Tras un mes de indignación optimista, la ex-opinión pública, la opinión destronada, no sale de su asombro. Incrédula o asustada, demuestra no conocer otra respuesta posible que la de reafirmar sus posiciones desgastadas y empeñarse en explicar el 15-M recitando los puntos de su propio anacrónico programa o de su anquilosada línea editorial. E insisten en ver violencia porque les conviene, igual que les convenían a los fascistas las acciones violentas de los anarquistas en Che gioia vivere (¡Qué alegría vivir! René Clément; estrenada en las salas francesas el 15-M de 1961), la maravillosa comedia donde Alain Delon planeaba y llevaba a cabo un peligrosísimo atentado armado con una coliflor envuelta en papel de estraza. Tan acostumbrados están a chillar que ya no se acuerdan de escucharnos. Los pilares sobre los que asientan su idea de democracia se parecen sospechosamente a los principios fundamentales del marketing: "tú te mereces lo mejor, eres libre de escoger, compra-compra-compra, vamos a hacerte feliz". El más triste de los idearios. Más aún si tenemos en cuenta que no nos conceden plazo de devolución ni período de garantía. La insatisfacción del cliente está asegurada. Pero en política no somos clientes -mal haríamos de considerarnos tales- ni ellos son el producto milagroso que nos han estado prometiendo.

Les reprochan a los indignados la falta de propuestas tangibles. Otra etiqueta barata. No hay propuesta más concisa que la que exige una posibilidad real de participación en la toma de decisiones. Los ciudadanos ya no son niños. Aunque lo fuesen, prensa y políticos distarían mucho de ser sus padres.

**Ejercicio breve 1**: Divide en partes la cita entre comillas que, según el fragmento, resume los principios del marketing. Escribe una parte por línea.
**Ejercicio breve 2**: Ordena las líneas del listado en una tabla de Markdown con las columnas Núm y Línea. Deja fuera las líneas en blanco.

Elementos de anotación de regiones

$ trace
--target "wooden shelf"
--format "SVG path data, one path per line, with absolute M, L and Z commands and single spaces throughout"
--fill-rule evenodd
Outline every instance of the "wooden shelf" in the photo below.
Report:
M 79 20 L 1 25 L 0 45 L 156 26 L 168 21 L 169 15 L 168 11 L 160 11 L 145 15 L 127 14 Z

**Salida completa 1**:
- tú te mereces lo mejor
- eres libre de escoger
- compra-compra-compra
- vamos a hacerte feliz

**Salida completa 2**:
| Núm | Línea |
|---|---|
| 1 | $ trace |
| 2 | --target "wooden shelf" |
| 3 | --format "SVG path data, one path per line, with absolute M, L and Z commands and single spaces throughout" |
| 4 | --fill-rule evenodd |
| 5 | Outline every instance of the "wooden shelf" in the photo below. |
| 6 | Report: |
| 7 | M 79 20 L 1 25 L 0 45 L 156 26 L 168 21 L 169 15 L 168 11 L 160 11 L 145 15 L 127 14 Z |